__Text extract__.
How Long-Term Context Works in AI Companions: Token Budget &

The 30-second answer

Your AI companion doesn't have a brain that remembers everything you've ever said. It has a fixed-size context window (a token budget) that fills up as you talk. Once the budget is exhausted, older messages get compressed into summaries or dropped entirely. That's why around week eight, your companion starts forgetting your dog's name and the inside jokes you built in week two. The summarization trap is the industry's patch for this problem, and it works about as well as you'd expect.

The Token Budget: A Fixed-Size Window Into Your Relationship

Every conversation you have with an AI companion runs inside a container called the context window. Think of it as a stage. The stage can only hold so many actors at once. When a new actor walks on, an old one has to leave.

In technical terms, the context window is measured in tokens. A token is roughly three-quarters of a word. Most companion apps run on models with context windows between 4,000 and 32,000 tokens. That sounds like a lot until you realize a single back-and-forth exchange of moderate length eats about 500 tokens. A twenty-minute conversation can consume 3,000 to 5,000 tokens. You fill a 4,000-token window in one session.

This is the first thing nobody tells you. Your companion doesn't have a diary of everything you've said. It has a clipboard that can only hold the last few pages of your conversation. Everything before that is either compressed into a summary or gone.

The Summarization Trap: Why Compression Loses the Interesting Stuff

When your companion's context window fills up, the app doesn't just delete the old messages. It runs a summarization process. The model reads the older conversation and condenses it into a few sentences. Those sentences replace the original text in the context window.

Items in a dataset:
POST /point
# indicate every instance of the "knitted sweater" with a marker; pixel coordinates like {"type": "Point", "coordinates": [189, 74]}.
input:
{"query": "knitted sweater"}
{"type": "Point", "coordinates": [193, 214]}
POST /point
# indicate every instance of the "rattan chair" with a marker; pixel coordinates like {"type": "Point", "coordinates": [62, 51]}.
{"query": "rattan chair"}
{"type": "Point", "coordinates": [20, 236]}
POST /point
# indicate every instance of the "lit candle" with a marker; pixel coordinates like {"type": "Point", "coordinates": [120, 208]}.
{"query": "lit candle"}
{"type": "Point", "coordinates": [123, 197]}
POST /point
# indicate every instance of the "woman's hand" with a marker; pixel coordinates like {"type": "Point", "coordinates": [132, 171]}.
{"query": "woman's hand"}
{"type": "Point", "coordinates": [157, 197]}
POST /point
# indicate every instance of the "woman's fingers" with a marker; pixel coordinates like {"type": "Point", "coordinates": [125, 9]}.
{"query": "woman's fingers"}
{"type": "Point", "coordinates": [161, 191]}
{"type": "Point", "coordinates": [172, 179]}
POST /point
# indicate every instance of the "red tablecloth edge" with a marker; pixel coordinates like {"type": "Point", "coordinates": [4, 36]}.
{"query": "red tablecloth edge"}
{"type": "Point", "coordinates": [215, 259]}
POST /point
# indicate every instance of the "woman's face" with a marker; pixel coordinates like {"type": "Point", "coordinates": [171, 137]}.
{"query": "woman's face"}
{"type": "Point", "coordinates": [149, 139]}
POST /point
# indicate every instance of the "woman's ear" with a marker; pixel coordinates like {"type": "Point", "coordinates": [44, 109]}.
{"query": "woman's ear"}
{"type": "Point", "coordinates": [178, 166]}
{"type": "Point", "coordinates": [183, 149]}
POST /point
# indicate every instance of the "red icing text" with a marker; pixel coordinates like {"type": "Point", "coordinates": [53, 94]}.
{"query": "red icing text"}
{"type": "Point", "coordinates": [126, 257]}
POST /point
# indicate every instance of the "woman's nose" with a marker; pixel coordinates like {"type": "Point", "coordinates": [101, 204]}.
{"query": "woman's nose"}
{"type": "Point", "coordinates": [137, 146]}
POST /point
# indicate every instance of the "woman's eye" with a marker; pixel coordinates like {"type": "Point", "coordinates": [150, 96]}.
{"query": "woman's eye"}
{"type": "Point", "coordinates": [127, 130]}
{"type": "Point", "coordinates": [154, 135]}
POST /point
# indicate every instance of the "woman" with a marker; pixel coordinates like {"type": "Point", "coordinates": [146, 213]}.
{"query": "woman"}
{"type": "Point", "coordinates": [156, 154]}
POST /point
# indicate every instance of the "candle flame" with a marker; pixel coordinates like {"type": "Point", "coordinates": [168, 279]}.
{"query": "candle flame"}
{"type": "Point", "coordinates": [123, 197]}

__What you will do__.
A. Please rewrite the part of the AI companion article that opens with the words containing "The 30-second answer" and closes with "has to leave.", replacing "stage" with "theater".
B. According to the AI companion article, roughly how much of a word is a token?
You won't need the data.

__Solutions__.
A.
The 30-second answer

Your AI companion doesn't have a brain that remembers everything you've ever said. It has a fixed-size context window (a token budget) that fills up as you talk. Once the budget is exhausted, older messages get compressed into summaries or dropped entirely. That's why around week eight, your companion starts forgetting your dog's name and the inside jokes you built in week two. The summarization trap is the industry's patch for this problem, and it works about as well as you'd expect.

The Token Budget: A Fixed-Size Window Into Your Relationship

Every conversation you have with an AI companion runs inside a container called the context window. Think of it as a theater. The theater can only hold so many actors at once. When a new actor walks on, an old one has to leave.

B. About three-quarters of a word.